# Record extracts start
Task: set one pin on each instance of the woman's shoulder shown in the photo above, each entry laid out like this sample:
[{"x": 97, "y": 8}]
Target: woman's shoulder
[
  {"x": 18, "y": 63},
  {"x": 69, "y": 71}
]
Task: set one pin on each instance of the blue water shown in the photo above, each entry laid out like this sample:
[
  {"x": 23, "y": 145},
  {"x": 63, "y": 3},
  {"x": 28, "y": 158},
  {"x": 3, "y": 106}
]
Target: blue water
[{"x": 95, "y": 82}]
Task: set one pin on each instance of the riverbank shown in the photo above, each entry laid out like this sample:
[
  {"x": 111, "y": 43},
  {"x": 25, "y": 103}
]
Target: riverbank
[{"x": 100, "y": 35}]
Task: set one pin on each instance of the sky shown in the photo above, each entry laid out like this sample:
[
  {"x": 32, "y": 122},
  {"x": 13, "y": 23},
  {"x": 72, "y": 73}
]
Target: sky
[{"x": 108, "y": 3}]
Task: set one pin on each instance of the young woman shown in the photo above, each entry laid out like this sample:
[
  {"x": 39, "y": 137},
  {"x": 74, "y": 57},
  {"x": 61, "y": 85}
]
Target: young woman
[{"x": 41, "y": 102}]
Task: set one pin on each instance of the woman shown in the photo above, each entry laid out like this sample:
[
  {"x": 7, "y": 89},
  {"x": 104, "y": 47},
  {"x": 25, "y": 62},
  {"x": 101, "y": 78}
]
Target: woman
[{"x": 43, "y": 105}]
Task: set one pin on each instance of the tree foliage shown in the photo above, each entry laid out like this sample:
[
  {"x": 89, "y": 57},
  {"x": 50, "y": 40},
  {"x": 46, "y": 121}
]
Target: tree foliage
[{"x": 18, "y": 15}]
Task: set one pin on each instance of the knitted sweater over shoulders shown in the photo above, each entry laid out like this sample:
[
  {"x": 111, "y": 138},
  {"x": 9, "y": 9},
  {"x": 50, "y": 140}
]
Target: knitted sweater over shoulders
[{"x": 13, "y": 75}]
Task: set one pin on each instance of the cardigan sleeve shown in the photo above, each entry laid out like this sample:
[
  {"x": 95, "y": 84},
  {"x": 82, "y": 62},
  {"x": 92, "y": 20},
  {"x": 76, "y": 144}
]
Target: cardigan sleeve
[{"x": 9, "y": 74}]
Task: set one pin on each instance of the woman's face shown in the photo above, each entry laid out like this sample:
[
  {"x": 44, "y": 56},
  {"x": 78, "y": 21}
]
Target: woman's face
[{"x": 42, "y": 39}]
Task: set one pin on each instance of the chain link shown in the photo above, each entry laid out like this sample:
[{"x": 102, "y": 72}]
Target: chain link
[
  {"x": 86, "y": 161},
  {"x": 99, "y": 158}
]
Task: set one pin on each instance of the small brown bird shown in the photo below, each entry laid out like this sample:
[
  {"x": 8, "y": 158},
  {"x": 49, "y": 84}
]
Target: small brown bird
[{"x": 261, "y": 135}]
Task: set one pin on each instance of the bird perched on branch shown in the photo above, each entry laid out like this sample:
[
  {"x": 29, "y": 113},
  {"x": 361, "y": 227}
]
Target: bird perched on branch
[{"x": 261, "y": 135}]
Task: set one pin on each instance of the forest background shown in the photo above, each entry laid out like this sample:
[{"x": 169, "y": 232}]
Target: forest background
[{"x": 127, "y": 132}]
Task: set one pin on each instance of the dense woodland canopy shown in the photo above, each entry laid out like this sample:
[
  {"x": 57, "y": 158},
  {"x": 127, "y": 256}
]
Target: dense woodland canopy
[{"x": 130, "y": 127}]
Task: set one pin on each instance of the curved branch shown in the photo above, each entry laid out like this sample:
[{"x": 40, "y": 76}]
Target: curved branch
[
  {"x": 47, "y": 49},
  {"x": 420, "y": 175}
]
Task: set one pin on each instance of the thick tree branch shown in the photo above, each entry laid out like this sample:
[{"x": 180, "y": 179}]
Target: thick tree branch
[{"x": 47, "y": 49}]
# Record extracts end
Prompt =>
Reproduce every one of the records above word for word.

Task solution =>
Task: set one pin on each instance of the woman's shoulder shown in the photo above, each entry laid out like this sample:
[{"x": 97, "y": 8}]
Target: woman's shoulder
[
  {"x": 18, "y": 63},
  {"x": 69, "y": 71}
]
Task: set one pin on each instance of the blue water shown in the photo above, each entry laid out like this sample:
[
  {"x": 23, "y": 145},
  {"x": 63, "y": 3},
  {"x": 28, "y": 158},
  {"x": 3, "y": 106}
]
Target: blue water
[{"x": 95, "y": 82}]
Task: set one pin on each instance of the riverbank shown in the photo above, each entry laid out like this sample:
[
  {"x": 111, "y": 43},
  {"x": 25, "y": 103}
]
Target: riverbank
[{"x": 100, "y": 35}]
Task: set one pin on each instance of the sky shown in the photo above, each entry laid out like this sample:
[
  {"x": 32, "y": 122},
  {"x": 13, "y": 23},
  {"x": 72, "y": 73}
]
Target: sky
[{"x": 108, "y": 3}]
Task: set one pin on each instance of the young woman shown in the photo above, each entry laid out like this sample:
[
  {"x": 39, "y": 137},
  {"x": 74, "y": 57},
  {"x": 61, "y": 85}
]
Target: young woman
[{"x": 41, "y": 102}]
Task: set one pin on each instance of the woman shown in the photo above, each entry laid out like this sample:
[
  {"x": 7, "y": 89},
  {"x": 104, "y": 47},
  {"x": 25, "y": 62},
  {"x": 101, "y": 78}
]
Target: woman
[{"x": 43, "y": 105}]
Task: set one pin on each instance of the tree foliage shown in the photo above, each entry laid out like this sample:
[
  {"x": 89, "y": 57},
  {"x": 50, "y": 40},
  {"x": 46, "y": 121}
]
Target: tree foliage
[{"x": 18, "y": 15}]
Task: set one pin on each instance of the knitted sweater over shoulders shown in the photo above, each entry laid out like this sample:
[
  {"x": 111, "y": 138},
  {"x": 9, "y": 9},
  {"x": 50, "y": 140}
]
Target: knitted sweater over shoulders
[{"x": 13, "y": 75}]
Task: set one pin on each instance of the cardigan sleeve shown in the photo above, each entry laid out like this sample:
[
  {"x": 95, "y": 84},
  {"x": 82, "y": 62},
  {"x": 92, "y": 20},
  {"x": 76, "y": 144}
]
Target: cardigan sleeve
[{"x": 9, "y": 74}]
Task: set one pin on each instance of the woman's face shown in the photo above, each entry laid out like this sample:
[
  {"x": 44, "y": 56},
  {"x": 78, "y": 21}
]
Target: woman's face
[{"x": 42, "y": 39}]
Task: set one pin on each instance of the chain link shown in the photo above, each entry laid out like this sample:
[{"x": 102, "y": 72}]
Target: chain link
[
  {"x": 86, "y": 161},
  {"x": 99, "y": 158}
]
Task: set one pin on each instance of the small brown bird shown in the photo below, each entry laid out like this sample:
[
  {"x": 8, "y": 158},
  {"x": 49, "y": 84}
]
Target: small brown bird
[{"x": 261, "y": 135}]
Task: set one pin on each instance of the bird perched on branch shown in the photo above, each entry laid out like this sample:
[
  {"x": 29, "y": 113},
  {"x": 361, "y": 227}
]
Target: bird perched on branch
[{"x": 261, "y": 135}]
Task: set one pin on each instance of the forest background shown in the photo above, each entry laid out like this sample:
[{"x": 169, "y": 232}]
Target: forest background
[{"x": 127, "y": 132}]
Task: set one pin on each instance of the dense woodland canopy shown in the photo above, each entry laid out like this sample:
[
  {"x": 57, "y": 158},
  {"x": 127, "y": 256}
]
Target: dense woodland canopy
[{"x": 130, "y": 127}]
Task: set one pin on each instance of the curved branch shown in the photo above, each entry laid out like this sample:
[{"x": 40, "y": 76}]
Target: curved branch
[
  {"x": 47, "y": 49},
  {"x": 420, "y": 175}
]
Task: set one pin on each instance of the thick tree branch shown in the photo above, each entry laid out like this sample:
[{"x": 180, "y": 179}]
Target: thick tree branch
[{"x": 47, "y": 49}]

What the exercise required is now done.